- **Source document**
:::

# MK5 without front sway bar...your driving impressions?



## Dark Anghell (Jun 25, 2007)

How does the car drive compared to when it did have front sway bar in place? Specifically, how does the car handle at high speeds on bumpy roads?
I have heard people say that car becomes less predictable, it bounces all over the road when going 60-70mph.
I am on K-Sports right now, and looks like getting bags to work on these will be a PITA. Only other options are Mason Techs and Bagyards...I believe both get rid of sway bar. Or FKs+UAS?
So your input is appreciated. Thanks.


----------



## BLKSUNSHINE (Sep 21, 2007)

Thats not true in my case.. it handles great and have not had any issues at all. No front sway and notched frame) using MT sig. series struts. universal aero bags.
I also know that you don't have to cut the front sway out of the MKV.. I know some friends that lay frame and still have the front sway in there.. (just a matter of choice)
Kevin


----------



## f_399 (May 8, 2006)

i honestly dont like it
i get more torque steer and its not stable at all at high speeds (at least emergency maneuvers like braking and turning)
probably better for autocross though


_Modified by f_399 at 11:33 PM 8-27-2009_


----------



## Oscar33 (Apr 15, 2006)

*Re: (BLKSUNSHINE)*

i agree but i think if u wanna lay frame with anything bigger then 17's then u gotta chop the sway out, but i could be wrong! but i chopped my sway out and i drove from vancouver bc to vegas, and it was awesome, besides some ****ty parts in the road, it handled fine, although u gotta keep alittle more alert as i noticed the torque steer alittle more! http://****************.com/smile/emthup.gif 


_Modified by Oscar33 at 9:29 PM 8-27-2009_


----------



## Dark Anghell (Jun 25, 2007)

*Re: (Oscar33)*

I would love to keep my sway bar in place. But KSports are pain in the butt to set up so they can go low and not bottom out all the time. FKs seem to be only other choice. MT and BY get rid of sway bar mounts. I emailed Mason Tech to see if they have an option of keepi g the mount.
I like to push my car here and there. Seems like coming out of corners could create some serious understeer. Also highways in WA are pretty bad and require some quick maneuvers to avoid potholes or go over random dips.


----------



## vwnthusiast (Feb 5, 2006)

*Re: (Dark Anghell)*

f_399 is on k sports i believe?


----------



## Ducky 2.0T (Jun 4, 2001)

*FV-QR*

I didn't really notice much of a difference with or without it..
The new masontech's do have the option to keep it i believe as well as the non shorty bag yards...
I didn't cut mine out. I had Blaire at DAW pull it out and it took him less then 30 minutes start to finish as well as a few breaks to BS and to double check the torque specs.


----------



## Retromini (Nov 7, 2004)

*Re: (f_399)*


_Quote, originally posted by *f_399* »_i honestly dont like it
i get more torque steer and its not stable at all at high speeds (at least emergency maneuvers like braking and turning)
probably better for autocross though


That about sums it up. Autocross guys love going softer or removing front sways because it helps in the slower tight corners, but you lose some stability in high speed maneuvering.

:::

- **Problem details**
Do these statements agree with the sway bar thread above: (a) Ducky 2.0T cut the front sway bar out, (b) Oscar33 drove from Vancouver BC to Vegas after removing the sway bar, (c) Retromini says removing front sways helps autocross drivers in slower tight corners? Answer each yes or no and quote the deciding words of the thread.

:::

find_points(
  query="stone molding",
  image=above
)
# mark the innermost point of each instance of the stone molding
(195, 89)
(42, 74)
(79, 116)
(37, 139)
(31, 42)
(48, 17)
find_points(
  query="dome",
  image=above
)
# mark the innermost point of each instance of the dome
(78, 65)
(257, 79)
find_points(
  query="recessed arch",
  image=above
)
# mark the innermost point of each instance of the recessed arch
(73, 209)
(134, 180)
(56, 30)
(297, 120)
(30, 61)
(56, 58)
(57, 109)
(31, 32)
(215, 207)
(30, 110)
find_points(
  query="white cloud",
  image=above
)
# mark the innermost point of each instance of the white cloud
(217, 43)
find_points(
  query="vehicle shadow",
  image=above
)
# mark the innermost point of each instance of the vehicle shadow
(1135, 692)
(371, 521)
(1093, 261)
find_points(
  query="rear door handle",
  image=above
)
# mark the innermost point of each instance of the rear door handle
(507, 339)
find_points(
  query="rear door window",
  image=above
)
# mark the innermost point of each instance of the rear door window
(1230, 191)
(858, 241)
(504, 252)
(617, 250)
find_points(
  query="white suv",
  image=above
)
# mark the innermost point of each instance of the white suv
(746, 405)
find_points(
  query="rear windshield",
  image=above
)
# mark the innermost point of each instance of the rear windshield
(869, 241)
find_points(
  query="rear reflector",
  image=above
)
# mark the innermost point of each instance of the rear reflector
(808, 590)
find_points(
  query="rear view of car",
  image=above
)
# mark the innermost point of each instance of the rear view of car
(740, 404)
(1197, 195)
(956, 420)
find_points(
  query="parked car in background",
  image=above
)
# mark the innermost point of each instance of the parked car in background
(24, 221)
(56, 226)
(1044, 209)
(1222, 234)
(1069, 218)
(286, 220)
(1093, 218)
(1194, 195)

:::

- **Finished exercise**
(a) No: "I didn't cut mine out."
(b) Yes: "i chopped my sway out and i drove from vancouver bc to vegas"
(c) Yes: "Autocross guys love going softer or removing front sways because it helps in the slower tight corners"